| YOUR TASK |
In the records, starting at the line containing "Each instance of the cheese" and ending at the line containing "480L1156 556L1344 566L1344", change "cheese rind" to "cheese wedge" and give back only those lines, otherwise unaltered.

| DATASET |
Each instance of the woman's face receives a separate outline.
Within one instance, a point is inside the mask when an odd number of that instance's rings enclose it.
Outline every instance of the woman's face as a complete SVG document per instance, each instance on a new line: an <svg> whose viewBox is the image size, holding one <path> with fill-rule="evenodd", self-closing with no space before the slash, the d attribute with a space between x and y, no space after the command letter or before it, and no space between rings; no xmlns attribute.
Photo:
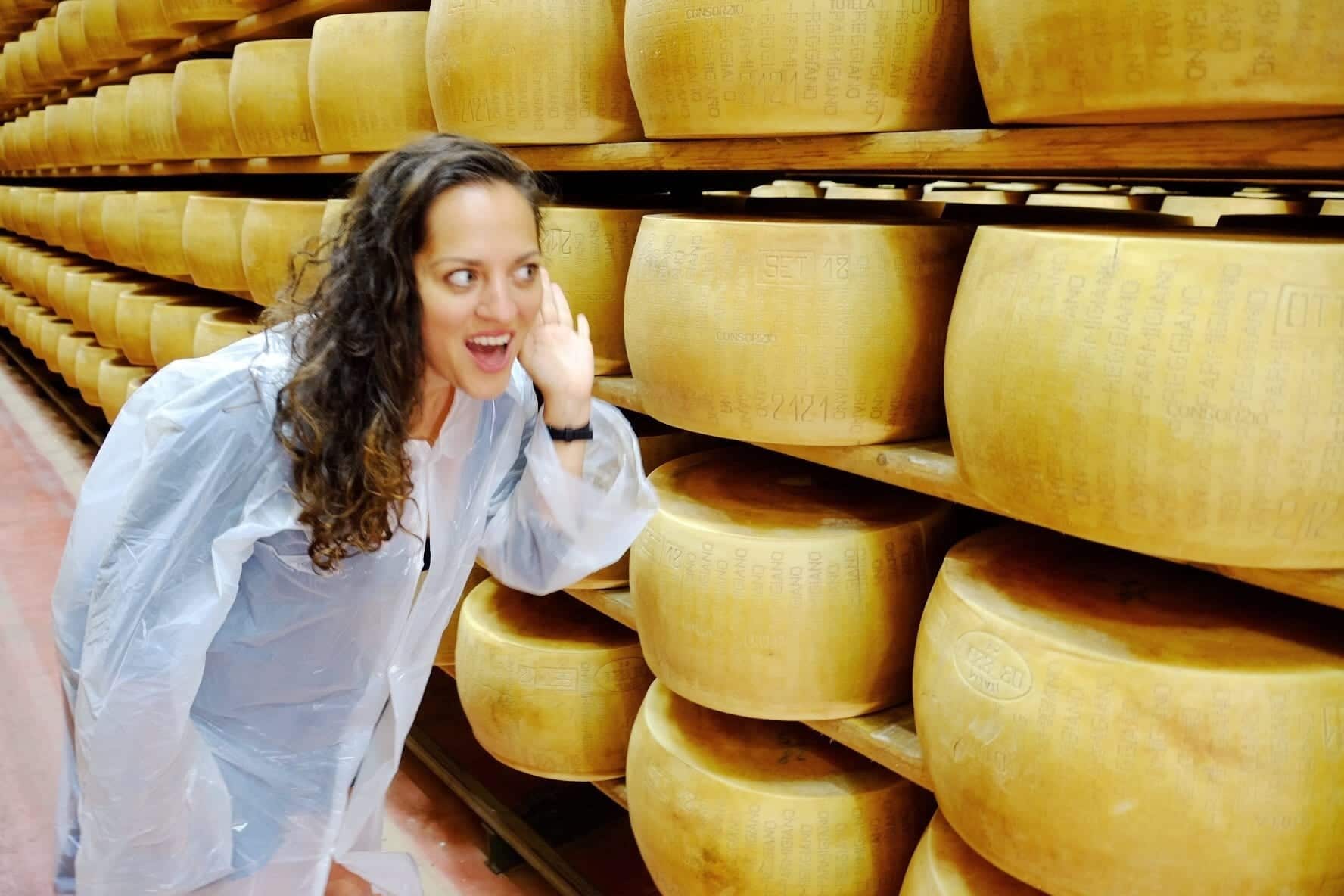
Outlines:
<svg viewBox="0 0 1344 896"><path fill-rule="evenodd" d="M503 183L439 193L425 214L415 286L426 386L503 395L542 304L536 218L523 193Z"/></svg>

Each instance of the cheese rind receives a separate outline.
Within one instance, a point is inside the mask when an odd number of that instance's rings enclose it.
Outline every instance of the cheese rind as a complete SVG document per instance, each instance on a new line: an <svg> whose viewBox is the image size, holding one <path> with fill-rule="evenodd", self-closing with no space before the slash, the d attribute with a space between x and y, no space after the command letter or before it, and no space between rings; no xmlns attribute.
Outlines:
<svg viewBox="0 0 1344 896"><path fill-rule="evenodd" d="M504 764L559 780L625 774L653 676L621 623L564 595L491 579L462 600L454 661L472 731Z"/></svg>
<svg viewBox="0 0 1344 896"><path fill-rule="evenodd" d="M961 480L1156 556L1344 566L1344 244L981 227L952 314Z"/></svg>
<svg viewBox="0 0 1344 896"><path fill-rule="evenodd" d="M894 887L933 795L802 725L649 688L630 733L630 826L663 893L870 896Z"/></svg>
<svg viewBox="0 0 1344 896"><path fill-rule="evenodd" d="M974 101L966 0L628 0L649 137L933 130Z"/></svg>
<svg viewBox="0 0 1344 896"><path fill-rule="evenodd" d="M914 688L949 823L1048 893L1344 880L1336 610L1008 524L948 553Z"/></svg>
<svg viewBox="0 0 1344 896"><path fill-rule="evenodd" d="M645 412L781 445L943 429L942 356L970 230L648 215L625 348Z"/></svg>
<svg viewBox="0 0 1344 896"><path fill-rule="evenodd" d="M997 124L1329 116L1344 79L1335 0L970 0Z"/></svg>
<svg viewBox="0 0 1344 896"><path fill-rule="evenodd" d="M630 549L644 656L668 688L755 719L910 697L952 505L750 449L664 463Z"/></svg>

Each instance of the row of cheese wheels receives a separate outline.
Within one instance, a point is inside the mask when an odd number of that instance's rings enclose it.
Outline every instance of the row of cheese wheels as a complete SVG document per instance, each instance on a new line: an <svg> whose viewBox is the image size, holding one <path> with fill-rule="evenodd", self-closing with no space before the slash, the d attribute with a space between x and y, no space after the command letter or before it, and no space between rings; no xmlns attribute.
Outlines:
<svg viewBox="0 0 1344 896"><path fill-rule="evenodd" d="M685 488L698 473L718 490ZM659 467L661 506L632 555L638 639L560 595L491 580L464 600L454 662L477 739L532 774L624 771L661 892L894 892L931 810L914 786L801 725L743 704L728 715L677 665L769 701L812 686L804 678L824 664L810 637L843 631L856 650L876 641L868 629L886 627L890 604L866 602L863 586L880 563L833 537L862 528L863 508L837 502L808 539L788 525L789 493L813 474L741 449ZM782 494L739 500L743 476L782 477ZM755 519L734 516L747 505ZM695 552L708 555L696 572L665 535L691 523ZM786 566L771 594L777 553L805 566ZM902 609L918 623L915 717L942 814L976 853L1052 896L1333 892L1344 879L1344 805L1329 786L1344 775L1337 611L1020 524L927 556L927 603L907 588ZM737 564L759 587L726 586ZM790 576L814 566L823 584L800 599ZM781 618L796 623L788 642L771 638ZM828 660L839 676L856 669L844 647ZM980 870L946 892L1030 892L970 850L949 861ZM909 892L945 892L939 875L915 875L930 876Z"/></svg>
<svg viewBox="0 0 1344 896"><path fill-rule="evenodd" d="M169 19L199 0L82 0L63 31L67 3L5 46L12 103L202 27ZM1142 5L1146 24L1099 0L836 0L806 15L786 0L433 0L323 19L310 67L276 52L247 56L242 77L274 82L285 105L310 91L324 152L435 126L497 142L956 128L981 91L997 122L1344 111L1331 0L1226 0L1216 23L1204 0Z"/></svg>
<svg viewBox="0 0 1344 896"><path fill-rule="evenodd" d="M11 334L112 423L161 367L259 330L255 306L0 236Z"/></svg>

| FULL ANSWER |
Each instance of the cheese wedge receives a separate outline.
Within one instance, a point is inside the mask when an odd number of that instance's rings enclose it.
Outline every instance of the cheese wedge as a complete SVG document per instance, each instance on a new line: an <svg> whose viewBox is the image size, holding one <path> with fill-rule="evenodd", self-closing with no space before the slash, the d attribute with a space between x and y, no space after the command letter or before it, and no space between rings; no xmlns attribute.
Outlines:
<svg viewBox="0 0 1344 896"><path fill-rule="evenodd" d="M504 764L559 780L625 774L653 676L621 623L564 595L491 579L462 600L454 661L472 731Z"/></svg>
<svg viewBox="0 0 1344 896"><path fill-rule="evenodd" d="M961 480L1156 556L1344 566L1344 244L981 227L952 314Z"/></svg>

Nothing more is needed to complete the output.